* _What you should do_
Print everything in the records below from the line containing "Q: Point to the woman's lips" down to the line containing "x=263, y=301", copying each line exactly as it appears.

####

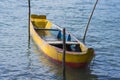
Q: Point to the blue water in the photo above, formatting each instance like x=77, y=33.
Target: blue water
x=19, y=63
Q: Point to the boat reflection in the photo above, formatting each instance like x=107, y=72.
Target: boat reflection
x=71, y=74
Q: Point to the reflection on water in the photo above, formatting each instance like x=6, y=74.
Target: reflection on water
x=56, y=69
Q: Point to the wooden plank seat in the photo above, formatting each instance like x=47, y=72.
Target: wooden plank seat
x=61, y=42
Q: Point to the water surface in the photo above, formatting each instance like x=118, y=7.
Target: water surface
x=19, y=63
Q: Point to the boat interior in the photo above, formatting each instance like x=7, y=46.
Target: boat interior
x=53, y=35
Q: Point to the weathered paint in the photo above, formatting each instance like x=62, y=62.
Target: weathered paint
x=73, y=59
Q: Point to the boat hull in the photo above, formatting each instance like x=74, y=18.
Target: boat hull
x=73, y=59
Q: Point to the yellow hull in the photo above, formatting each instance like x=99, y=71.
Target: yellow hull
x=73, y=59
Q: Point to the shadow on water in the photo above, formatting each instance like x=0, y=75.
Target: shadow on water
x=56, y=69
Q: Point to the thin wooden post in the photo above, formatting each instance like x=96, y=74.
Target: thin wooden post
x=64, y=51
x=89, y=21
x=29, y=9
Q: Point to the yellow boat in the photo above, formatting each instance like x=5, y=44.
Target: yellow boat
x=48, y=38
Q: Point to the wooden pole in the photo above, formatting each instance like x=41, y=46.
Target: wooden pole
x=64, y=51
x=89, y=21
x=29, y=9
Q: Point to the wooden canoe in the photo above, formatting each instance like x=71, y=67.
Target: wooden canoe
x=48, y=38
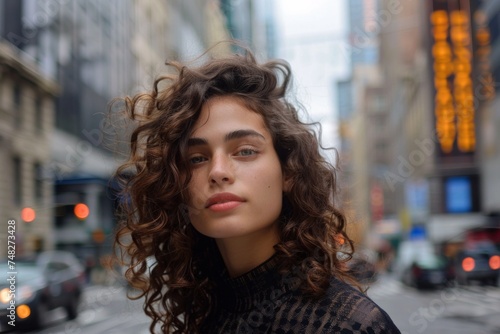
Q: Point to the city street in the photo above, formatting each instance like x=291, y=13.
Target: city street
x=456, y=309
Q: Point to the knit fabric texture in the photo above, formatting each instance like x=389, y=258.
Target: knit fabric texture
x=265, y=301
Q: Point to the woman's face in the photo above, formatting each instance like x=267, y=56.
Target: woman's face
x=237, y=183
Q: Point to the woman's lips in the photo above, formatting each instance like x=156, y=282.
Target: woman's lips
x=223, y=202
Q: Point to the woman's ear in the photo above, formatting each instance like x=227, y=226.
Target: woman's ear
x=287, y=183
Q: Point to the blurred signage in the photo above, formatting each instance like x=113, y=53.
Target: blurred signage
x=458, y=194
x=452, y=63
x=377, y=202
x=417, y=200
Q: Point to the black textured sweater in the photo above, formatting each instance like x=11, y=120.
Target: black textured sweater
x=263, y=301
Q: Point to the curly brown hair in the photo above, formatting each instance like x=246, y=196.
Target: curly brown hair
x=177, y=289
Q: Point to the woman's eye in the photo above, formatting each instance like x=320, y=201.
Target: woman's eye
x=246, y=152
x=196, y=160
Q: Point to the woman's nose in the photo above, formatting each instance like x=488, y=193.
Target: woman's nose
x=221, y=170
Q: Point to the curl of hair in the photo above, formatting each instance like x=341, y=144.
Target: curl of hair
x=177, y=290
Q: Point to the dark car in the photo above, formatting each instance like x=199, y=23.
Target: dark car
x=52, y=280
x=363, y=266
x=420, y=266
x=478, y=261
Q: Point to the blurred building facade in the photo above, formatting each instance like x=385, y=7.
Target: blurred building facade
x=254, y=23
x=27, y=100
x=427, y=127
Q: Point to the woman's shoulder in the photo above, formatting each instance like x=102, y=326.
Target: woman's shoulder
x=342, y=308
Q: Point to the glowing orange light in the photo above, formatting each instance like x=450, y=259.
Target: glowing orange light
x=468, y=264
x=28, y=215
x=81, y=211
x=494, y=262
x=23, y=311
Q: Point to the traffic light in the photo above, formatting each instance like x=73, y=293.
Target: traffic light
x=81, y=211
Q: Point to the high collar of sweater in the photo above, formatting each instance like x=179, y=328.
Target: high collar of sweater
x=242, y=293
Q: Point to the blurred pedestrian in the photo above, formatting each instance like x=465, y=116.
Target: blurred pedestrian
x=231, y=197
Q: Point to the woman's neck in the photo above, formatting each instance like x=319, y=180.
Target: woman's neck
x=243, y=254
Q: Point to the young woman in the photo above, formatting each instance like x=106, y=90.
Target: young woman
x=231, y=198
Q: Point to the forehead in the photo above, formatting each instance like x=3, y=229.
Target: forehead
x=224, y=114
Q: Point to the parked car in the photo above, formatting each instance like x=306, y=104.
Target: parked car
x=51, y=280
x=420, y=266
x=478, y=261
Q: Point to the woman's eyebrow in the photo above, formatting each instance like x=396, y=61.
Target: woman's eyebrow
x=237, y=134
x=243, y=133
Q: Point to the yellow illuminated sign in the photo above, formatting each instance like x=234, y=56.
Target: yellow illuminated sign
x=454, y=99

####

* _Answer below_
Q: Point to the woman's lips in the photo above, formatting each instance like x=156, y=282.
Target: woman's lips
x=223, y=202
Q: Point to the woman's ear in the photo above, formatting each instance like x=227, y=226.
Target: woman's ear
x=287, y=183
Q: Point to the blurred signage in the photo above, formatting each instance like x=113, y=53.
Target: blurred signage
x=458, y=194
x=452, y=63
x=377, y=202
x=417, y=200
Q: Point to the black textured sweater in the photo above, formatting each instance like x=11, y=120.
Target: black textured sweater
x=263, y=301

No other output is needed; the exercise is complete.